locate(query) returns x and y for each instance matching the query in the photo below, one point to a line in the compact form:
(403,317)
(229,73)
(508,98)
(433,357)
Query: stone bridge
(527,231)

########

Please return the entire listing, unchanged.

locate(query) returns x and y for each instance matching the query in the photo below, one point to a line in the compact form:
(403,317)
(229,73)
(508,98)
(433,357)
Query: stone bridge
(527,231)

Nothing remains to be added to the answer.